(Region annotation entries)
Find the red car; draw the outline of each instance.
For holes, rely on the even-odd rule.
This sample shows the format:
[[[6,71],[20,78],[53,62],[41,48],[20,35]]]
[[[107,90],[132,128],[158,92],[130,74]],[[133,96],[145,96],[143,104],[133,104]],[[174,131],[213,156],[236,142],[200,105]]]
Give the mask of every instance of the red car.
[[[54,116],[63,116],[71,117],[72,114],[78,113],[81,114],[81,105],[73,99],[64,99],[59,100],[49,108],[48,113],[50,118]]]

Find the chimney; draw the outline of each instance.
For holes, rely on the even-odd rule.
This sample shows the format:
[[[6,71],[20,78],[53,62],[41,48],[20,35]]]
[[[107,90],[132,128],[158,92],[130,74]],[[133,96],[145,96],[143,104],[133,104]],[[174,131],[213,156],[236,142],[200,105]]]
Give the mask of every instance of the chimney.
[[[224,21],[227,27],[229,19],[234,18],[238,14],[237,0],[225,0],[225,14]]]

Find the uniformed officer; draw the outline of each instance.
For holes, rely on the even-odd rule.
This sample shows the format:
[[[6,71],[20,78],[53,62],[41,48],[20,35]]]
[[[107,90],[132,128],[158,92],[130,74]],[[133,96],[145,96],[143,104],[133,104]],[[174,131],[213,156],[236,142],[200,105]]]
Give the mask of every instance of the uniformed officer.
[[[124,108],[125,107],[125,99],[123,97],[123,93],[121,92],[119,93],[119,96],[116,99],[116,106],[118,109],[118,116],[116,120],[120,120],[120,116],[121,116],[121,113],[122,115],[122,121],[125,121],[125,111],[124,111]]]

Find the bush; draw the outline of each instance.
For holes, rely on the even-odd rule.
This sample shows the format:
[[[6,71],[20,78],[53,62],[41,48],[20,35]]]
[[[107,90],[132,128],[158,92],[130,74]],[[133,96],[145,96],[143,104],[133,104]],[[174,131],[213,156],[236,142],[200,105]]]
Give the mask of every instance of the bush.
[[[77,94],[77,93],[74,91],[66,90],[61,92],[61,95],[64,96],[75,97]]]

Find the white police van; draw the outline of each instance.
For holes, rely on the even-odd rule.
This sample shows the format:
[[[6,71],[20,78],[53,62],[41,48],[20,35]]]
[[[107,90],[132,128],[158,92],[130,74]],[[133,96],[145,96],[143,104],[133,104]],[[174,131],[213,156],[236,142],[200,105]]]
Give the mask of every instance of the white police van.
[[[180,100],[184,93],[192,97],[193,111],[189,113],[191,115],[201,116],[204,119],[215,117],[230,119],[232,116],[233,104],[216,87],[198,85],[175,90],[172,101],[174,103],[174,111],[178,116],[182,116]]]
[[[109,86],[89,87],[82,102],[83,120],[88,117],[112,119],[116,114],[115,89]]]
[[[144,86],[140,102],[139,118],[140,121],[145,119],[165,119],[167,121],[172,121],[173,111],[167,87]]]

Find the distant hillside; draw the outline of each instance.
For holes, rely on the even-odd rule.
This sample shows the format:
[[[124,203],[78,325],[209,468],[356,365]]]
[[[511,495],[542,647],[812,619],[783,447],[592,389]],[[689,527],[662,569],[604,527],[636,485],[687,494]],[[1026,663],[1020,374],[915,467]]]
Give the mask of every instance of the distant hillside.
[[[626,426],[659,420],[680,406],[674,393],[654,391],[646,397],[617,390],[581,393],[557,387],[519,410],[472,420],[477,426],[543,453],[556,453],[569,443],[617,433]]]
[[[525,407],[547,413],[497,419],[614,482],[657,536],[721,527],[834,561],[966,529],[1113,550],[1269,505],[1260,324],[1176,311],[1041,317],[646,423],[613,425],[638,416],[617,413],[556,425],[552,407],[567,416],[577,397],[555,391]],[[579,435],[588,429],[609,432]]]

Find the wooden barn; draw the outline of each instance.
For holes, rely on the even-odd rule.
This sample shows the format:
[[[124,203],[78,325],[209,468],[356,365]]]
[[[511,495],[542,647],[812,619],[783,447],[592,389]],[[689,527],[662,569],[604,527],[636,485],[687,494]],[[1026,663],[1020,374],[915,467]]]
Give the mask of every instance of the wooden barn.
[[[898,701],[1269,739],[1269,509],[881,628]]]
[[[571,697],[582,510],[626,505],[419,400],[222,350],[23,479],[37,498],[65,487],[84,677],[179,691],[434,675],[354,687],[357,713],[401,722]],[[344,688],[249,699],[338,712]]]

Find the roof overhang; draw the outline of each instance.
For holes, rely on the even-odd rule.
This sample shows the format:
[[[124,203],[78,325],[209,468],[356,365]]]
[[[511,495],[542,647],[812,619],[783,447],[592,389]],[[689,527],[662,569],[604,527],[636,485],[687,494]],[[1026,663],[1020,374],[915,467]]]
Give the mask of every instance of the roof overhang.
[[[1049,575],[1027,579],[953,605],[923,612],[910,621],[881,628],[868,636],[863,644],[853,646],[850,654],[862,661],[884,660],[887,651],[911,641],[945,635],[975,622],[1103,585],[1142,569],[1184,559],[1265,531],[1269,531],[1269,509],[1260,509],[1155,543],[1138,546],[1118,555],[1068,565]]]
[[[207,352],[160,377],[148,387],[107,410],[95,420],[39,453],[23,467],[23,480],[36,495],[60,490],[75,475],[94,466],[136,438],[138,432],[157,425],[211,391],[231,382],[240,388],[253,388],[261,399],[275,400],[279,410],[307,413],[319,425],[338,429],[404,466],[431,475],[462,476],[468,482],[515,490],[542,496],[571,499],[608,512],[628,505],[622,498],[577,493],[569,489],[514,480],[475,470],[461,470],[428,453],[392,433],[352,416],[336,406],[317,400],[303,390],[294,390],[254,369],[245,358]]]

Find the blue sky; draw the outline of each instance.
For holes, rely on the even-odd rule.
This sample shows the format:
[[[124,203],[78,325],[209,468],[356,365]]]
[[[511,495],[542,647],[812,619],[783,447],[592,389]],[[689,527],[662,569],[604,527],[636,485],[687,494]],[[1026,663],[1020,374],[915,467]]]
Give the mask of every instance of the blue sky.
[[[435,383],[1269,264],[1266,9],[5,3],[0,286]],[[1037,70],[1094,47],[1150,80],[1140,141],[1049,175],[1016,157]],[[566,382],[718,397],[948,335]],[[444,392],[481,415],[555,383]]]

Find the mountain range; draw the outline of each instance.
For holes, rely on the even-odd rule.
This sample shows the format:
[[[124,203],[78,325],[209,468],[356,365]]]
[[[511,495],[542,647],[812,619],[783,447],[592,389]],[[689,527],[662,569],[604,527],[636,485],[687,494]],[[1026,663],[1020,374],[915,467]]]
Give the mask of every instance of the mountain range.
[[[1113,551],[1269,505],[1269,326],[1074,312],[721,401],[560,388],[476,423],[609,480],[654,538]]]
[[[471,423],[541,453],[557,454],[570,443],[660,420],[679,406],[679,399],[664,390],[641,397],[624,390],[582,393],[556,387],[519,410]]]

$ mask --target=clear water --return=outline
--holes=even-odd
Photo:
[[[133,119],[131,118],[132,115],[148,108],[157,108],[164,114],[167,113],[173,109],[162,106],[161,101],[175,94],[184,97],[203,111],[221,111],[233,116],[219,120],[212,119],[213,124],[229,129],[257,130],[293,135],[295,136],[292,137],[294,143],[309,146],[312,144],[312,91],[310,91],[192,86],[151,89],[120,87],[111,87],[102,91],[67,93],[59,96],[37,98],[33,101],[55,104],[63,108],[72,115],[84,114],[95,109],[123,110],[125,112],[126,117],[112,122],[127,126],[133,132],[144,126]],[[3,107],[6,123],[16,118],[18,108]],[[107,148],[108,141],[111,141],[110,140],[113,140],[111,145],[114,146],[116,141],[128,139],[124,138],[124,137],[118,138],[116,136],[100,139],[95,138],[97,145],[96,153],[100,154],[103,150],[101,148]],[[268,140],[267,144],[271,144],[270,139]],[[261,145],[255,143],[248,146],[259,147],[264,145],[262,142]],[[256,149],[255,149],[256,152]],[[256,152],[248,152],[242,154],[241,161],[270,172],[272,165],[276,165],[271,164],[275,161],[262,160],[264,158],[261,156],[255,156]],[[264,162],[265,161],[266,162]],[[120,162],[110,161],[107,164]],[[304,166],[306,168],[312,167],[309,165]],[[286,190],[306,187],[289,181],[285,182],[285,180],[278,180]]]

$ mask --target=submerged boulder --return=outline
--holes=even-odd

[AIM]:
Reproduce the data starting at the line containing "Find the roof" and ending at the line containing "Give the mask of every instance of the roof", substituting "eave" for every occurrence of "roof overhang" and leaving all else unchanged.

[SOLUTION TO THIS PROBLEM]:
Find the eave; draw the outline of each instance.
For holes, rely on the even-odd rule.
This sample shows the format:
[[[124,203],[78,325],[209,468],[356,365]]]
[[[511,495],[542,647],[812,619],[783,447],[592,389]],[[689,527],[662,569],[604,527],[636,485],[687,494]],[[1026,663],[1020,374],[915,467]]]
Give the mask of every instance of the eave.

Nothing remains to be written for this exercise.